Task objective:
Reproduce word for word the part of the text below on delayed cancer diagnosis starting with "But it’s wrong" and going on through "diagnosing cancer early.".

I should not have had to go to A&E eight times. We could have saved her so much pain.
To see a GP, she had to fill in a form online. During a call from one doctor hours later, she was advised to come to the practice and provide a urine sample. A week later Caron received a call from a different doctor, diagnosing a urinary tract infection and a prescription for antibiotics was dispatched.
When the drugs didn’t help, Carol contacted the surgery again — and again, she was asked to do a urine test and told she had an infection. It was a situation which would be repeated several times over the following five months.
Caron says: ‘I never saw a GP in person. So I was never examined.’
In January she started passing blood — her GP again asked her to provide a sample and told her that it was an infection.
Professor Eden says ‘a standard infection should respond to antibiotics’. That it didn’t in Caron’s case, along with the blood in her urine, should have been a red flag.
Weeks later, Caron developed severe flu-like symptoms. Applying for an appointment online, she was told a call from a GP was scheduled for Monday but if she deteriorated, she should go to A&E. ‘That’s exactly what I did,’ Caron recalls.
She began vomiting and underwent blood tests and a scan which revealed a mass on her bladder.
‘I couldn’t stop vomiting and couldn’t eat,’ she says. ‘Then, to top it all I got Covid.’ This meant the surgery she needed to remove the cancer was delayed.
For Gordon Jayson, a consultant medical oncologist at the Christie hospital and a professor of medical oncology at the University of Manchester, cases such as Caron’s show that ‘a lack of opportunities to see a GP has allowed a disease like cancer to progress’.
But it’s wrong to blame individual GPs, he says. ‘I don’t think GPs are slacking — they are at their wits’ end. It’s important patients flag any symptoms that are getting worse, though clearly not all will be confident enough to do so.’
Professor Sikora suggests what is needed is a cancer ‘hotline’, where staff would use a computer algorithm to refer people directly to diagnostic centres, with the results going to a relevant hospital specialist.
‘That way you bypass the delay at GP level. We wouldn’t do more tests, we’d just do them quickly.’
The difficulty is a shortage of staff. Last week the Health and Social Care Committee said staffing shortfalls are ‘jeopardising’ progress on diagnosing cancer early.

Supplied material:
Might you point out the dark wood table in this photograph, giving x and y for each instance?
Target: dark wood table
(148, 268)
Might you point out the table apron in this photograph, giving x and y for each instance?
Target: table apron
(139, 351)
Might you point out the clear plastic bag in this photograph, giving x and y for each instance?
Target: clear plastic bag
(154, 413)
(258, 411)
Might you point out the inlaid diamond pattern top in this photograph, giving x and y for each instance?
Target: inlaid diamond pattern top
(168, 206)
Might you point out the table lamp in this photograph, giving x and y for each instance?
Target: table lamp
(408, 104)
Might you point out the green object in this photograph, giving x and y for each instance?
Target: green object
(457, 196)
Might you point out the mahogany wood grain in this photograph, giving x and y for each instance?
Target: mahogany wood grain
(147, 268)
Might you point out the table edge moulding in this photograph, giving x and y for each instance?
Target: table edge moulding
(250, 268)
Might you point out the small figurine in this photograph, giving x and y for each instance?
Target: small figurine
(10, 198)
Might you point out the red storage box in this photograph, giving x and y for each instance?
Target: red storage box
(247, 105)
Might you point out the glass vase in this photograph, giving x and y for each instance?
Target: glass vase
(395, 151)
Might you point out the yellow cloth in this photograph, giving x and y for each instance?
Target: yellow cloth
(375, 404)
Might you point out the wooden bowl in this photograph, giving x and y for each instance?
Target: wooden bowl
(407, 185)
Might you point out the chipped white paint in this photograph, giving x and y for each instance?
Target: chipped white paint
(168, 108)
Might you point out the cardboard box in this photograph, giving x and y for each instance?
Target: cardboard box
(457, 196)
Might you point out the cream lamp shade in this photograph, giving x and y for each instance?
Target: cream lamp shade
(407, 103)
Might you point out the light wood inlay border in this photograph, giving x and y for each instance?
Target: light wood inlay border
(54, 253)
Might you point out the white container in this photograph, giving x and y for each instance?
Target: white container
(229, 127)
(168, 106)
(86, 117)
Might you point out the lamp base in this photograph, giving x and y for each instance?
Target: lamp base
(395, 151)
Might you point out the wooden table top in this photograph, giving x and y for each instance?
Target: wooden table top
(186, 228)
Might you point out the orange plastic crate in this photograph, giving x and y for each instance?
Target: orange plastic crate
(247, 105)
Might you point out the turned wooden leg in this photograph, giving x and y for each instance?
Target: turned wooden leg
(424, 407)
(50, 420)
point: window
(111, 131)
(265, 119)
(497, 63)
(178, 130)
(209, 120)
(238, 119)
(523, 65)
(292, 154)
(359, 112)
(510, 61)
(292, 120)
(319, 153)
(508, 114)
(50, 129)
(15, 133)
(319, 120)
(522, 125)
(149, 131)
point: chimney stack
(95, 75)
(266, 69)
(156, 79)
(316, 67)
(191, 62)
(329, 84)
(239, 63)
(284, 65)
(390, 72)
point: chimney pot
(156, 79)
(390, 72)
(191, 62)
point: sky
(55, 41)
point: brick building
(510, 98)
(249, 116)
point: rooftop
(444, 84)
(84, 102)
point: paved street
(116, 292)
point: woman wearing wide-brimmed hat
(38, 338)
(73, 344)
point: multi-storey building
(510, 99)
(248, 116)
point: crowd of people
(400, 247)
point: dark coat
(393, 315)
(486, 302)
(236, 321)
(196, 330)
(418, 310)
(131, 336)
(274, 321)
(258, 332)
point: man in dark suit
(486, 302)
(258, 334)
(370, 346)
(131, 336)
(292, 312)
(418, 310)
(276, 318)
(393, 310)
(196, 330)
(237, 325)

Answer box:
But it’s wrong to blame individual GPs, he says. ‘I don’t think GPs are slacking — they are at their wits’ end. It’s important patients flag any symptoms that are getting worse, though clearly not all will be confident enough to do so.’
Professor Sikora suggests what is needed is a cancer ‘hotline’, where staff would use a computer algorithm to refer people directly to diagnostic centres, with the results going to a relevant hospital specialist.
‘That way you bypass the delay at GP level. We wouldn’t do more tests, we’d just do them quickly.’
The difficulty is a shortage of staff. Last week the Health and Social Care Committee said staffing shortfalls are ‘jeopardising’ progress on diagnosing cancer early.